Exercise details: Write out, word for word, the stretch of the Whispersync for Audio post from "This has to" through "by B.V. Larson)".

Document:
== == ==

Whispersync for Audio

I was happy to learn Audible books could now be synced across devices. That is, the “read to” location can be synced. I’ve been waiting for this. Coinciding with that new feature is Whispersync for Audio. Since Amazon owns Audible they’ve enabled syncing the “read to” location between Kindle ebooks and Audible audiobooks.

This has to be enabled for the title in order to work. Amazon claims over 15,000 titles are enabled. While not specifically called out, I did expect there to be an incremental cost, if not a requirement to pay full retail for both.

So I went looking for a book to buy. I found one Audiobook I already owned was enabled and in that case it was full retail for the Kindle edition. The purchase is supposed to start on the Kindle book side, but it was easier to find the enabled books at Audible.com since they were being promoted. Then I searched for it on Amazon. There is an incremental cost for “professional narration”. It varies by title but is significantly less than the full audiobook price. I found a book that was only 3 cents more for both the audiobook and ebook than it would be for the audiobook alone. (“Swarm” by B.V. Larson)

== == ==

Extracted data:

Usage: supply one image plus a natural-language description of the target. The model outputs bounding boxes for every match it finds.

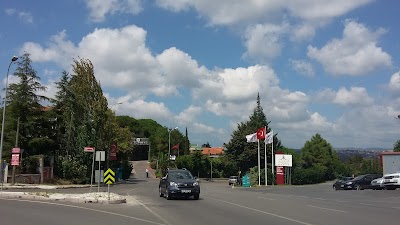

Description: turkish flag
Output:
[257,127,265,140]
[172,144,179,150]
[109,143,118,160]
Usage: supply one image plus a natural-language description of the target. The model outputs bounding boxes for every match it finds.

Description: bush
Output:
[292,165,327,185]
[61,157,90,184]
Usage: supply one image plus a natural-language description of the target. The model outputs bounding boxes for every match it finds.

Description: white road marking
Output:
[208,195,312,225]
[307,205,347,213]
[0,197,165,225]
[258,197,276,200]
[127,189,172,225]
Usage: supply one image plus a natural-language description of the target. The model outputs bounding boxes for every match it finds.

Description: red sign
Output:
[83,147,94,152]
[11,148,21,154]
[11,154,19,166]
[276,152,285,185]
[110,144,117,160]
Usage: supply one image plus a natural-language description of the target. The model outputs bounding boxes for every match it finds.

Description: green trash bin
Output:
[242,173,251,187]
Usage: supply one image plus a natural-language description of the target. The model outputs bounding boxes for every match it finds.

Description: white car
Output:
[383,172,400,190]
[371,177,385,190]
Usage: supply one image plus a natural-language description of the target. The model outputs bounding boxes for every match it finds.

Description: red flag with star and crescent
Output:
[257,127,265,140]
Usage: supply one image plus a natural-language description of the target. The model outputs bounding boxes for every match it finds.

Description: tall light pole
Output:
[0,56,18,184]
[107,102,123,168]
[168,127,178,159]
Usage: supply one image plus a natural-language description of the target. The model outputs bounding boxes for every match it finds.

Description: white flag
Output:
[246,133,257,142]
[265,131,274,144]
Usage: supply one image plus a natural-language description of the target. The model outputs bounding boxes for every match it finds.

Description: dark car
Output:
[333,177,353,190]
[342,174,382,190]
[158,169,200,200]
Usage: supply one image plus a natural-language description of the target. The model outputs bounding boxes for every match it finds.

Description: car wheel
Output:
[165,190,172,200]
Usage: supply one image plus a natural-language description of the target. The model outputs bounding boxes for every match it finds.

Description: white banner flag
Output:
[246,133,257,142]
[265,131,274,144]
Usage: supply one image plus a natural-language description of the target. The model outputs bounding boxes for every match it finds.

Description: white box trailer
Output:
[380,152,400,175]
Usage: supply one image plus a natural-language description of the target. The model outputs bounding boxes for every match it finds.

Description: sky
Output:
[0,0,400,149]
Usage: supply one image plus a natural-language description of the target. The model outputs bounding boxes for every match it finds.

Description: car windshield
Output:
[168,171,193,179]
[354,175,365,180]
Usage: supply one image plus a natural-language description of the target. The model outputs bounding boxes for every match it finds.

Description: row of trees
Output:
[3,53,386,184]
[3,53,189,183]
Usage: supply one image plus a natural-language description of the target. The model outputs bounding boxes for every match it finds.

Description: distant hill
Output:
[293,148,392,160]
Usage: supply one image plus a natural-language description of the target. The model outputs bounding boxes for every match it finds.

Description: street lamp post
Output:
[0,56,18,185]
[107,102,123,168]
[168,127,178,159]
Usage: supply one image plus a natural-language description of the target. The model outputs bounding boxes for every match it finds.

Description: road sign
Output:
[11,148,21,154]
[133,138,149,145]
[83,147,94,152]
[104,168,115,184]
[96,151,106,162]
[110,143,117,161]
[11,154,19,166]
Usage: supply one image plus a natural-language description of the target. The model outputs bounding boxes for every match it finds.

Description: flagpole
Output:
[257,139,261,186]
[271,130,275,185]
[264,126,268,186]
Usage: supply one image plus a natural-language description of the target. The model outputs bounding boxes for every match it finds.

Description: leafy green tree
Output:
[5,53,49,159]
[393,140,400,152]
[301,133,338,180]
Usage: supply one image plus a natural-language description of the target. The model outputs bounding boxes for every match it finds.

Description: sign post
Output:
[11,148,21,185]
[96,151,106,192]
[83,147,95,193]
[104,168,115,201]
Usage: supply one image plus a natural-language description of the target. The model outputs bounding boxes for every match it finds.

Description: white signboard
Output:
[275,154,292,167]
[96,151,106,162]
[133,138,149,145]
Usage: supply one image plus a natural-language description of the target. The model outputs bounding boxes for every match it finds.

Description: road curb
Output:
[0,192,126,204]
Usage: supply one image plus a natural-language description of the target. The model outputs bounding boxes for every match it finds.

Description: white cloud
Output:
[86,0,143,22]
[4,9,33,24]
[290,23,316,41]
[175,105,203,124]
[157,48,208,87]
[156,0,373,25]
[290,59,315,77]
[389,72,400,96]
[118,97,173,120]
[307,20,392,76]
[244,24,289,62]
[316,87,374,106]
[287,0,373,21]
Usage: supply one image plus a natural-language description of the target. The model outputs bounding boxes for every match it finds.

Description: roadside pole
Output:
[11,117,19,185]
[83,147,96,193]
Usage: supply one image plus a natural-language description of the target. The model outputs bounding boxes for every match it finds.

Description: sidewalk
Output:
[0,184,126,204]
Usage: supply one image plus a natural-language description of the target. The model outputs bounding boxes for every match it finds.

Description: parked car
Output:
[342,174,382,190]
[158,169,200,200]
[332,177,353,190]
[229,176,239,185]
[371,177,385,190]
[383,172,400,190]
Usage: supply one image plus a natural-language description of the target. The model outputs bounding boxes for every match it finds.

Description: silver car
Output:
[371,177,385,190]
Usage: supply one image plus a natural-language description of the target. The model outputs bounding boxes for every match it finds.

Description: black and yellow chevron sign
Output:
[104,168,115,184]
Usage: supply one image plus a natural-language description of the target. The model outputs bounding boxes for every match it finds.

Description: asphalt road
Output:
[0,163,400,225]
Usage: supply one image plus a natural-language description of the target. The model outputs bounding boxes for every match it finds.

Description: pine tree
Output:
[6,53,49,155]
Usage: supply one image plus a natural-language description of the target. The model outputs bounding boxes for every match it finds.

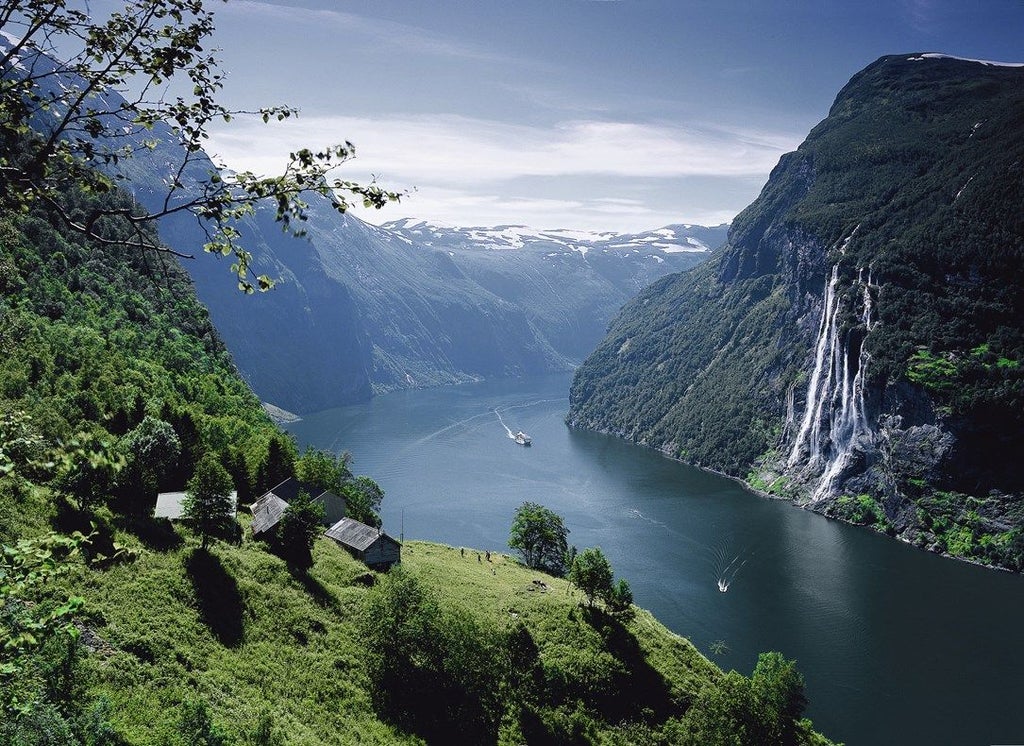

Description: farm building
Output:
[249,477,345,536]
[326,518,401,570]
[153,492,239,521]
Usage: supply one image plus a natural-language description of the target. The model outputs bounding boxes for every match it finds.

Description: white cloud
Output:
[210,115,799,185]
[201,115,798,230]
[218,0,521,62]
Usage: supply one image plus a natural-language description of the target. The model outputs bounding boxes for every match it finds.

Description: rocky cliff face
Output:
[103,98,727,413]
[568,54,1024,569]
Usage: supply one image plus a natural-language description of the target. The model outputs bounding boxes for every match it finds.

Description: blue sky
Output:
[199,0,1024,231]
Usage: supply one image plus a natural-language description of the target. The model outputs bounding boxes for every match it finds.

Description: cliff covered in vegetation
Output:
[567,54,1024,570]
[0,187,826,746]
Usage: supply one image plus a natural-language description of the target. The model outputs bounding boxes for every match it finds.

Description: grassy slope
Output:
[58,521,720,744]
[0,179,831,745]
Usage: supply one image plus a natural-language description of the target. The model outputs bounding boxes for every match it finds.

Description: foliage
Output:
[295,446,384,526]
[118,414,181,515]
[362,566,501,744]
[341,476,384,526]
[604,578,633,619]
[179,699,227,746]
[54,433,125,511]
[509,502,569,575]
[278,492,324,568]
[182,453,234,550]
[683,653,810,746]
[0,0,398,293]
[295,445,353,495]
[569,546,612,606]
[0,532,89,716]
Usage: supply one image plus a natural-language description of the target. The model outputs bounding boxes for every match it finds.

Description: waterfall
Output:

== == ==

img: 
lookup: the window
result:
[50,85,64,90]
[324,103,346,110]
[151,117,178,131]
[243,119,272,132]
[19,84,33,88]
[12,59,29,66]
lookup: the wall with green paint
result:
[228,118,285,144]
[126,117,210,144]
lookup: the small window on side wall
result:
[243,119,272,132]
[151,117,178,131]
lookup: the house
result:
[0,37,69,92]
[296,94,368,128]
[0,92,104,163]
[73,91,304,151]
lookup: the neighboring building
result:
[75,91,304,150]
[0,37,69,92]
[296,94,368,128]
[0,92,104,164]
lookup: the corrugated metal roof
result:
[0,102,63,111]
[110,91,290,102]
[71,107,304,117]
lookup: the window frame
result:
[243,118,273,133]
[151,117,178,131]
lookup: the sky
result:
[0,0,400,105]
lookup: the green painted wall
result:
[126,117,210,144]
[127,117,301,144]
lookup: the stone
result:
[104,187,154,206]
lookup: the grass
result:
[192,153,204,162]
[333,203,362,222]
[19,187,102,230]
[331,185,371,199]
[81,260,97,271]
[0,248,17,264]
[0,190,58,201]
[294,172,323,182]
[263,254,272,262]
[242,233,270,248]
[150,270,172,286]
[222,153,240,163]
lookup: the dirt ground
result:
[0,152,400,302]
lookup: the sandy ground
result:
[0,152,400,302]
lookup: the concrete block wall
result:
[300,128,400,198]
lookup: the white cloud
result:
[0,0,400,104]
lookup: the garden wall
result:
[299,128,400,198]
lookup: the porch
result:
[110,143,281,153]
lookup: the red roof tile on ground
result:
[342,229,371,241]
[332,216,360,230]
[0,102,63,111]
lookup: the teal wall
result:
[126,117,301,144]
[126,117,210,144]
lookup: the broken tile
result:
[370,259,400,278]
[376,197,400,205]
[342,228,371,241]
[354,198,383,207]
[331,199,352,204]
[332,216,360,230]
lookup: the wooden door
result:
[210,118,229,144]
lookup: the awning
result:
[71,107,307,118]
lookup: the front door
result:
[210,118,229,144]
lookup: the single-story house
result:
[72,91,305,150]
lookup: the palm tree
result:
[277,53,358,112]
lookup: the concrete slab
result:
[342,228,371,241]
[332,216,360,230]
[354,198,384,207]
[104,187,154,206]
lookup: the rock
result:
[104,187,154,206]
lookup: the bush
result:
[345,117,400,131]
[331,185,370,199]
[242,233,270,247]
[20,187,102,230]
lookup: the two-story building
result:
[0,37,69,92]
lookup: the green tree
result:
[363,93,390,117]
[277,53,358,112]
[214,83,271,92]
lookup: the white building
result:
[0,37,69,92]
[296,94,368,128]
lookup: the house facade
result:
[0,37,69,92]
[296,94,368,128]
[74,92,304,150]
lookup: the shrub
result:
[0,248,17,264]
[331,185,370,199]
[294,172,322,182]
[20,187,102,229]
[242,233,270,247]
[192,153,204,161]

== == ==

Response to the task:
This has to be enabled for the title in order to work. Amazon claims over 15,000 titles are enabled. While not specifically called out, I did expect there to be an incremental cost, if not a requirement to pay full retail for both.

So I went looking for a book to buy. I found one Audiobook I already owned was enabled and in that case it was full retail for the Kindle edition. The purchase is supposed to start on the Kindle book side, but it was easier to find the enabled books at Audible.com since they were being promoted. Then I searched for it on Amazon. There is an incremental cost for “professional narration”. It varies by title but is significantly less than the full audiobook price. I found a book that was only 3 cents more for both the audiobook and ebook than it would be for the audiobook alone. (“Swarm” by B.V. Larson)